How to complete this task:
Please copy out every line in the entries that includes the word "ground".

——

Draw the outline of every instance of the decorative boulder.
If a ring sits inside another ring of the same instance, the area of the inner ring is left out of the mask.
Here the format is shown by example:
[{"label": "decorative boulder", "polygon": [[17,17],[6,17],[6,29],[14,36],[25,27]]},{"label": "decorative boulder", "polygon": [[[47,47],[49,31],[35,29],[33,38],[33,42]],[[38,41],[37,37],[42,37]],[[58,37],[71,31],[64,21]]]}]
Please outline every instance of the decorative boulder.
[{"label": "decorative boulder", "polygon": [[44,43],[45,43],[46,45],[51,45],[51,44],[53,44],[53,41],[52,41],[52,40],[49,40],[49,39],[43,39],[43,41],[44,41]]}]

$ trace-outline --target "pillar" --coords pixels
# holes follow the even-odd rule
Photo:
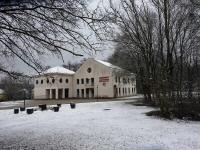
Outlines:
[[[52,89],[49,89],[49,99],[52,99]]]
[[[65,98],[65,89],[63,88],[62,91],[63,91],[62,92],[62,98],[64,99]]]

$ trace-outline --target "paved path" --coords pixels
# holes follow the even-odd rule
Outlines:
[[[56,105],[56,104],[69,104],[69,103],[89,103],[89,102],[104,102],[104,101],[120,101],[129,99],[142,98],[142,95],[135,95],[131,97],[121,97],[121,98],[110,98],[110,99],[62,99],[62,100],[26,100],[26,107],[34,107],[39,104]],[[3,109],[13,109],[18,107],[23,107],[24,101],[7,101],[0,102],[0,110]]]

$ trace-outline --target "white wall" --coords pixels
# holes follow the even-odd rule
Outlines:
[[[91,72],[89,73],[87,70],[91,68]],[[113,68],[105,66],[104,64],[96,61],[95,59],[87,59],[83,65],[79,68],[79,70],[74,75],[61,75],[54,74],[53,76],[40,76],[35,78],[34,84],[34,98],[35,99],[46,99],[46,89],[56,89],[56,93],[58,93],[58,89],[69,89],[69,98],[77,97],[77,89],[79,89],[79,95],[81,97],[81,90],[84,89],[84,98],[86,98],[86,88],[94,89],[94,97],[106,98],[106,97],[114,97],[114,86],[117,88],[117,97],[130,96],[136,94],[136,81],[131,81],[133,75],[118,75],[115,73]],[[117,78],[120,77],[121,82],[116,82]],[[99,82],[100,77],[108,77],[108,82]],[[47,83],[47,78],[49,78],[49,83]],[[52,83],[52,78],[55,79],[55,83]],[[62,83],[59,82],[59,79],[62,78]],[[65,82],[65,79],[68,79],[68,83]],[[86,84],[86,78],[90,80],[89,84]],[[94,78],[94,85],[91,85],[91,78]],[[128,79],[129,83],[123,83],[123,78]],[[79,84],[77,84],[77,79],[79,79]],[[84,84],[81,83],[81,79],[84,79]],[[36,84],[36,80],[39,81]],[[41,84],[41,80],[43,80],[43,84]],[[121,89],[119,94],[119,88]],[[126,89],[126,93],[123,93],[123,88]],[[132,91],[133,88],[133,91]],[[130,89],[130,93],[129,93]],[[91,91],[90,91],[91,92]],[[90,93],[91,97],[91,93]],[[56,98],[58,98],[58,94],[56,94]]]
[[[88,68],[91,68],[91,73],[88,73]],[[106,82],[106,85],[103,86],[103,83],[99,82],[99,77],[109,77],[109,82]],[[81,84],[81,79],[84,79],[84,84]],[[86,78],[94,78],[94,86],[86,85]],[[79,85],[77,84],[77,79],[79,79]],[[98,91],[97,91],[98,86]],[[94,59],[88,59],[84,64],[79,68],[74,76],[74,97],[77,95],[77,89],[86,89],[94,88],[95,97],[113,97],[113,88],[112,88],[112,70],[108,67],[96,62]],[[98,95],[97,95],[98,94]]]
[[[52,83],[53,78],[55,79],[54,83]],[[62,83],[59,81],[60,78],[62,78]],[[47,79],[49,79],[49,83],[47,83]],[[68,83],[66,83],[66,79],[68,79]],[[36,84],[36,80],[38,80],[38,84]],[[43,84],[41,84],[41,80],[43,80]],[[73,76],[56,74],[36,77],[34,80],[34,99],[46,99],[46,89],[56,89],[57,93],[58,89],[65,88],[69,89],[69,97],[73,97]]]

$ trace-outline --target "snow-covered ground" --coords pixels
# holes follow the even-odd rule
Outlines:
[[[59,112],[32,115],[0,110],[0,149],[200,149],[199,122],[148,117],[143,113],[152,108],[126,102],[82,103],[74,110],[62,105]]]

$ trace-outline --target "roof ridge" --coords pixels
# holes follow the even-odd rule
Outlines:
[[[99,59],[94,59],[94,60],[96,60],[97,62],[99,62],[99,63],[101,63],[101,64],[103,64],[103,65],[105,65],[107,67],[110,67],[110,68],[122,69],[121,67],[113,65],[113,64],[111,64],[110,62],[107,62],[107,61],[103,61],[103,60],[99,60]]]
[[[74,74],[75,72],[63,66],[51,67],[43,72],[43,74],[61,73],[61,74]]]

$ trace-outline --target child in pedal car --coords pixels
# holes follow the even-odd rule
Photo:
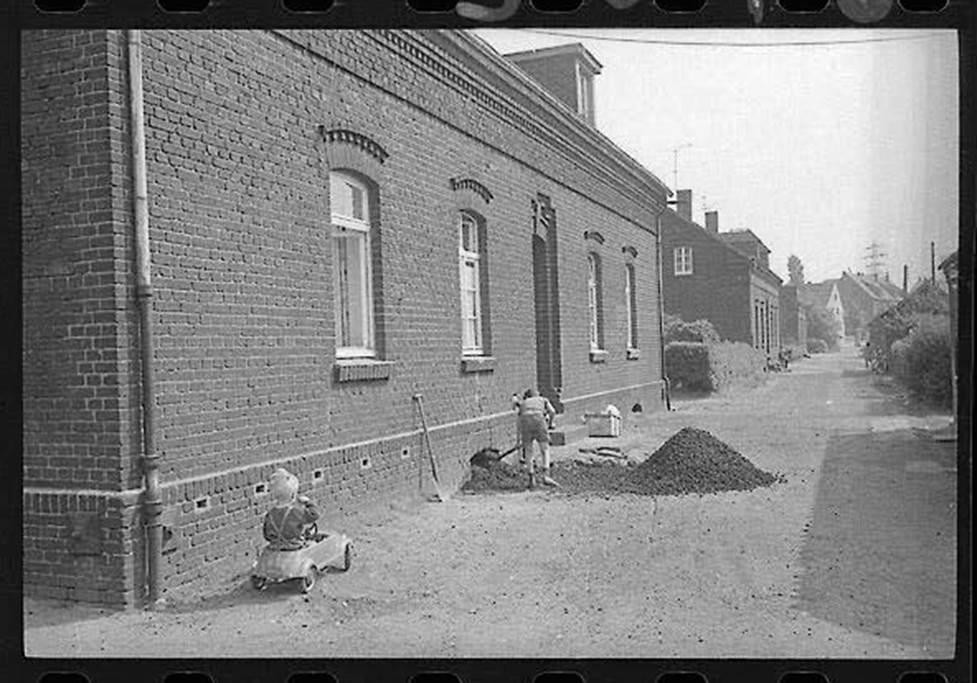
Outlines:
[[[270,483],[275,506],[265,515],[265,540],[276,550],[299,550],[305,546],[305,528],[319,519],[319,510],[298,495],[298,477],[288,470],[277,469]]]

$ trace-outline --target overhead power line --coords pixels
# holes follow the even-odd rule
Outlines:
[[[547,31],[545,29],[526,28],[519,29],[526,33],[536,33],[539,35],[558,36],[560,38],[576,38],[579,40],[596,40],[609,43],[640,43],[644,45],[690,45],[693,47],[816,47],[819,45],[862,45],[865,43],[893,43],[909,40],[924,40],[946,36],[946,32],[923,33],[908,36],[889,36],[878,38],[853,38],[851,40],[793,40],[775,41],[769,43],[760,42],[734,42],[725,40],[666,40],[657,38],[613,38],[611,36],[590,35],[584,33],[572,33],[566,31]],[[676,29],[662,29],[676,30]],[[777,29],[768,29],[777,30]],[[817,30],[817,29],[812,29]]]

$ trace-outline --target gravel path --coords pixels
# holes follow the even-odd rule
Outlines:
[[[945,658],[955,450],[852,352],[735,396],[628,416],[634,459],[685,426],[786,482],[748,492],[458,495],[350,522],[312,595],[156,613],[25,601],[30,656]],[[943,420],[941,422],[941,420]],[[607,440],[587,440],[608,443]],[[575,457],[587,443],[555,449]]]

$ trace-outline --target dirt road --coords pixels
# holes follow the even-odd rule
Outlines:
[[[787,483],[709,496],[458,496],[351,522],[353,569],[310,596],[108,614],[29,600],[30,656],[953,655],[953,444],[851,351],[735,396],[628,417],[654,451],[709,430]],[[561,457],[580,444],[559,449]]]

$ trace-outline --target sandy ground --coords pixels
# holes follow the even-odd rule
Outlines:
[[[344,529],[309,596],[231,590],[157,612],[26,600],[28,656],[953,656],[955,446],[854,352],[629,416],[633,456],[709,430],[787,483],[709,496],[461,495]],[[594,440],[587,440],[594,441]],[[601,440],[607,443],[607,440]],[[585,443],[557,449],[573,457]]]

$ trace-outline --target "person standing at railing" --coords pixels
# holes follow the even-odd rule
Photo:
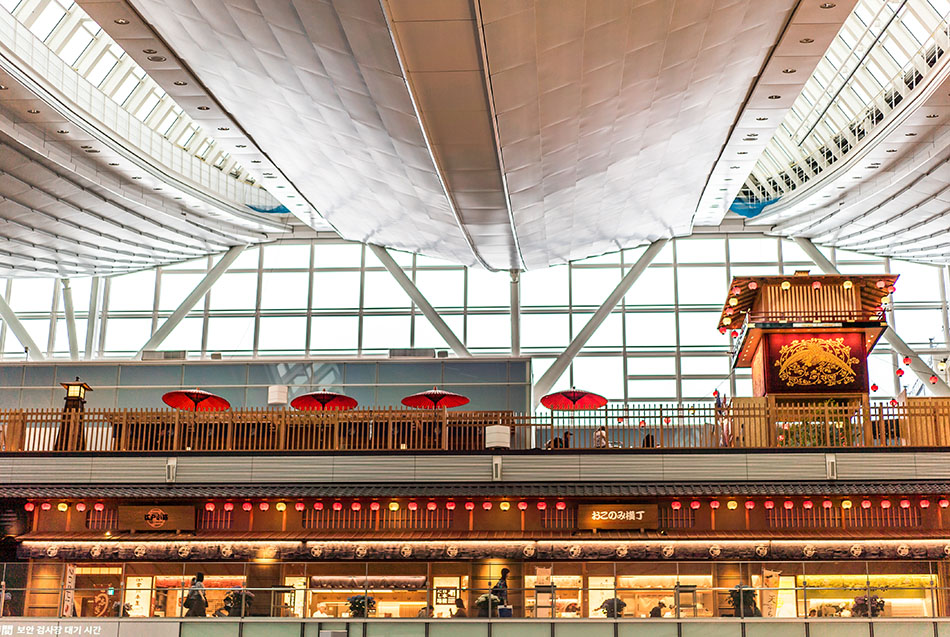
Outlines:
[[[187,609],[185,617],[207,617],[208,598],[205,597],[205,574],[196,573],[191,578],[191,587],[185,597],[184,607]]]
[[[607,426],[601,425],[594,432],[594,449],[606,449],[607,446]]]

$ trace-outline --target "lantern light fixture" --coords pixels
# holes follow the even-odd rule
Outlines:
[[[398,502],[390,502],[390,503],[389,503],[389,510],[392,511],[393,513],[395,513],[396,511],[398,511],[398,510],[399,510],[399,503],[398,503]]]
[[[286,502],[278,502],[278,503],[277,503],[277,506],[275,506],[274,508],[277,509],[278,511],[280,511],[281,513],[283,513],[284,511],[287,510],[287,503],[286,503]]]
[[[862,509],[870,509],[870,508],[871,508],[871,501],[870,501],[870,500],[861,500],[861,508],[862,508]]]
[[[454,501],[454,500],[449,500],[448,502],[446,502],[446,503],[445,503],[445,509],[446,509],[446,511],[454,511],[454,510],[455,510],[455,501]]]
[[[850,508],[851,508],[851,500],[842,500],[842,501],[841,501],[841,508],[842,508],[842,509],[850,509]]]
[[[224,510],[225,510],[225,511],[233,511],[233,510],[234,510],[234,503],[233,503],[233,502],[225,502],[225,503],[224,503]]]
[[[693,511],[697,510],[701,506],[702,504],[699,502],[699,500],[693,500],[689,503],[689,508],[691,508]]]
[[[370,511],[379,511],[379,502],[373,501],[369,503]]]
[[[564,509],[567,508],[567,502],[558,502],[557,504],[554,505],[554,508],[557,509],[558,511],[563,511]]]
[[[854,283],[851,281],[845,281],[841,284],[841,287],[843,287],[845,290],[850,290],[852,287],[854,287]]]
[[[333,510],[334,510],[334,511],[342,511],[342,510],[343,510],[343,503],[342,503],[342,502],[334,502],[334,503],[333,503]]]
[[[782,503],[782,506],[785,507],[786,511],[791,511],[793,508],[795,508],[795,503],[791,500],[786,500]]]
[[[257,508],[259,508],[261,511],[267,511],[270,509],[270,504],[267,502],[261,502],[259,505],[257,505]]]
[[[746,500],[746,501],[745,501],[745,508],[746,508],[746,510],[748,510],[748,511],[751,511],[752,509],[754,509],[754,508],[755,508],[755,500]]]
[[[894,373],[897,374],[897,376],[898,376],[898,378],[899,378],[899,377],[901,377],[901,376],[904,375],[904,370],[901,369],[900,367],[898,367],[898,368],[897,368],[897,371],[894,372]]]
[[[466,502],[466,503],[465,503],[465,510],[466,510],[466,511],[474,511],[474,510],[475,510],[475,503],[474,503],[474,502],[471,502],[471,501]]]
[[[314,511],[323,511],[323,502],[314,502],[313,503]]]
[[[871,385],[871,391],[877,391],[877,384]]]
[[[903,360],[905,365],[910,365],[910,356],[905,356]]]
[[[881,508],[882,508],[882,509],[890,509],[890,508],[891,508],[891,501],[890,501],[890,500],[881,500]]]
[[[726,502],[726,508],[729,509],[730,511],[735,511],[736,509],[739,508],[739,503],[736,502],[735,500],[729,500],[728,502]]]
[[[32,513],[35,509],[36,509],[36,505],[33,504],[32,502],[27,502],[26,504],[23,505],[23,510],[26,511],[27,513]]]
[[[409,504],[406,505],[406,508],[409,509],[410,511],[416,511],[419,508],[419,503],[410,502]]]
[[[65,502],[60,502],[59,504],[56,505],[56,509],[57,509],[60,513],[66,513],[66,511],[69,510],[69,505],[66,504]]]
[[[85,503],[85,502],[77,502],[77,503],[76,503],[76,510],[79,511],[80,513],[84,513],[84,512],[86,511],[86,503]]]
[[[788,281],[782,281],[781,288],[782,288],[783,290],[786,290],[786,291],[787,291],[787,290],[790,290],[791,287],[792,287],[792,284],[791,284],[791,283],[789,283]]]
[[[524,500],[522,500],[521,502],[518,503],[518,510],[519,510],[519,511],[525,511],[525,510],[527,510],[527,508],[528,508],[528,503],[525,502]]]
[[[920,508],[921,508],[921,509],[929,509],[929,508],[930,508],[930,500],[928,500],[927,498],[924,498],[923,500],[921,500],[921,501],[920,501]]]
[[[812,281],[812,282],[811,282],[811,287],[812,287],[812,289],[814,289],[814,290],[820,290],[820,289],[821,289],[821,281]]]
[[[548,508],[548,503],[544,500],[538,500],[538,511],[544,511]]]
[[[718,509],[718,508],[719,508],[719,500],[710,500],[710,501],[709,501],[709,508],[712,509],[713,511],[715,511],[716,509]]]
[[[482,502],[482,508],[485,509],[486,511],[491,511],[491,508],[492,508],[491,500],[485,500],[484,502]]]
[[[950,507],[950,500],[948,500],[948,499],[946,499],[946,498],[940,498],[940,501],[937,502],[937,505],[938,505],[941,509],[946,509],[947,507]]]
[[[251,504],[250,502],[245,502],[244,504],[241,505],[241,508],[244,509],[245,511],[250,511],[251,509],[254,508],[254,505]]]
[[[430,511],[435,511],[437,508],[439,508],[439,505],[430,501],[426,503],[426,508]]]
[[[772,500],[766,500],[762,503],[762,506],[764,506],[767,511],[771,511],[775,508],[775,502]]]
[[[909,508],[910,508],[910,500],[907,500],[907,499],[901,500],[901,501],[900,501],[900,507],[901,507],[902,509],[909,509]]]
[[[350,502],[350,509],[352,511],[360,511],[362,510],[362,508],[363,508],[363,505],[360,504],[359,502]]]
[[[679,500],[673,500],[670,503],[670,508],[673,509],[674,511],[679,511],[680,509],[683,508],[683,505],[682,503],[679,502]]]
[[[834,503],[833,503],[831,500],[824,500],[824,501],[821,503],[821,506],[822,506],[823,508],[825,508],[825,509],[830,509],[831,507],[834,506]]]
[[[805,500],[804,502],[802,502],[803,509],[810,511],[812,508],[814,508],[814,506],[815,506],[815,503],[812,502],[811,500]]]
[[[306,509],[306,508],[307,508],[307,505],[304,504],[303,502],[297,502],[297,503],[294,504],[294,510],[295,510],[295,511],[300,511],[300,512],[302,513],[303,510]]]
[[[758,287],[759,287],[759,284],[758,284],[758,283],[756,283],[755,281],[749,281],[749,289],[750,289],[750,290],[755,290],[755,289],[757,289]]]
[[[205,502],[205,511],[209,513],[214,511],[214,502]]]
[[[44,502],[43,504],[40,505],[40,508],[44,511],[49,511],[50,509],[53,508],[53,505],[50,504],[49,502]]]

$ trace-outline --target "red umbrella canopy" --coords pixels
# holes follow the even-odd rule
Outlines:
[[[576,411],[600,409],[607,404],[607,399],[593,392],[572,388],[548,394],[541,399],[541,404],[555,411]]]
[[[162,400],[169,407],[182,411],[224,411],[225,409],[231,409],[231,403],[226,399],[201,389],[170,391],[162,396]]]
[[[428,389],[418,394],[412,394],[402,399],[402,404],[406,407],[416,407],[417,409],[436,409],[437,407],[459,407],[467,404],[468,398],[461,394],[453,394],[450,391],[442,389]]]
[[[345,411],[353,409],[358,403],[355,398],[332,391],[315,391],[297,396],[290,401],[290,406],[302,411]]]

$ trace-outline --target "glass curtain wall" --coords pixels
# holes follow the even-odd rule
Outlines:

——

Task output:
$ trace-outline --target "snow-covered ground" --coords pixels
$ trace-outline --target sandy ground --coords pixels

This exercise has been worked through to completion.